> **O QUE SE PEDE**: Por favor, reproduza na íntegra o texto fornecido, sem alterar nenhuma palavra.

> **TEXTO FORNECIDO**:
──────────────────────────────

Tendo resistido por quatro anos, nas edições de 2014 e 2016, à avassaladora cooptação da maior parte do movimento social ao projeto de conciliação de classes dos governos petistas, que conceberam o Plano Nacional de Educação sancionado por Dilma em 2014, o ENE se constituiu em um polo de resistência para a construção de um projeto alternativo de educação emancipadora, com independência de classe. Assim, sua principal oposição ao PNE de 2014 era a defesa imediata dos 10% do PIB para a educação exclusivamente pública. A crítica era dirigida à prevalência de interesses particulares no projeto de educação dos governos petistas, que enriqueceram grupos privados de educação beneficiários de verbas públicas carreadas por projetos como o FIES, o PROUNI, as isenções fiscais em troca de bolsas de estudo, as parcerias com o Sistema S (SESI, SESC, SENAI), as parcerias público-privadas em projetos de educação a distância e o PRONATEC (cursos profissionalizantes aligeirados, no interesse imediato das empresas por mão de obra barata e de baixa formação, usando a estrutura dos Institutos Federais), entre diversos outros ralos por onde escorria dinheiro público para a educação privada.
Dessa forma, as entidades da educação que defendiam o PNE de 2014 não participaram do “Comitê Nacional da Campanha pelos 10% do PIB para Educação Pública, Já!”, que organizou os dois primeiros ENEs, que, na plenária final do II ENE (2016, em Brasília), converteu-se na Coordenação Nacional das Entidades em Defesa da Educação Pública (CONEDEP). A tarefa posta era construir um projeto a contrapelo do PNE apresentado pelos governos petistas, que empreendiam um forte processo de cooptação das entidades do movimento social em sua defesa. Portanto, o ENE nasceu no bojo da construção de um terceiro campo, em oposição tanto aos projetos privatistas da centro-direita, que tinha estado no poder com FHC, quanto ao campo da conciliação de classes, no poder entre 2003 e 2016.

──────────────────────────────

> **DADOS COLETADOS**:
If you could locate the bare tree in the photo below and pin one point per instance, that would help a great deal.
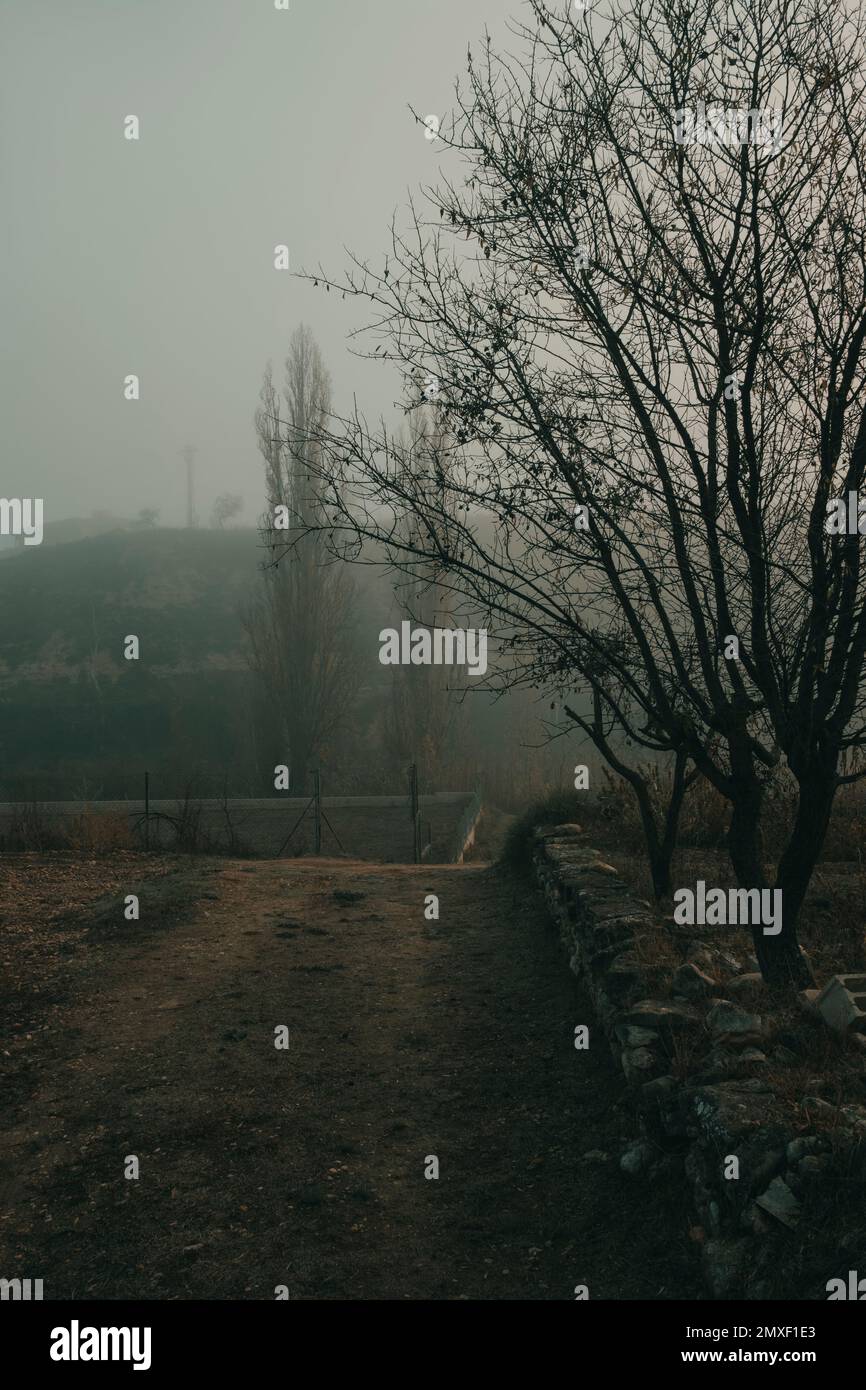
(648, 300)
(299, 630)
(424, 717)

──────────────────────────────

> **RESULTADO FINAL**:
Tendo resistido por quatro anos, nas edições de 2014 e 2016, à avassaladora cooptação da maior parte do movimento social ao projeto de conciliação de classes dos governos petistas, que conceberam o Plano Nacional de Educação sancionado por Dilma em 2014, o ENE se constituiu em um polo de resistência para a construção de um projeto alternativo de educação emancipadora, com independência de classe. Assim, sua principal oposição ao PNE de 2014 era a defesa imediata dos 10% do PIB para a educação exclusivamente pública. A crítica era dirigida à prevalência de interesses particulares no projeto de educação dos governos petistas, que enriqueceram grupos privados de educação beneficiários de verbas públicas carreadas por projetos como o FIES, o PROUNI, as isenções fiscais em troca de bolsas de estudo, as parcerias com o Sistema S (SESI, SESC, SENAI), as parcerias público-privadas em projetos de educação a distância e o PRONATEC (cursos profissionalizantes aligeirados, no interesse imediato das empresas por mão de obra barata e de baixa formação, usando a estrutura dos Institutos Federais), entre diversos outros ralos por onde escorria dinheiro público para a educação privada.
Dessa forma, as entidades da educação que defendiam o PNE de 2014 não participaram do “Comitê Nacional da Campanha pelos 10% do PIB para Educação Pública, Já!”, que organizou os dois primeiros ENEs, que, na plenária final do II ENE (2016, em Brasília), converteu-se na Coordenação Nacional das Entidades em Defesa da Educação Pública (CONEDEP). A tarefa posta era construir um projeto a contrapelo do PNE apresentado pelos governos petistas, que empreendiam um forte processo de cooptação das entidades do movimento social em sua defesa. Portanto, o ENE nasceu no bojo da construção de um terceiro campo, em oposição tanto aos projetos privatistas da centro-direita, que tinha estado no poder com FHC, quanto ao campo da conciliação de classes, no poder entre 2003 e 2016.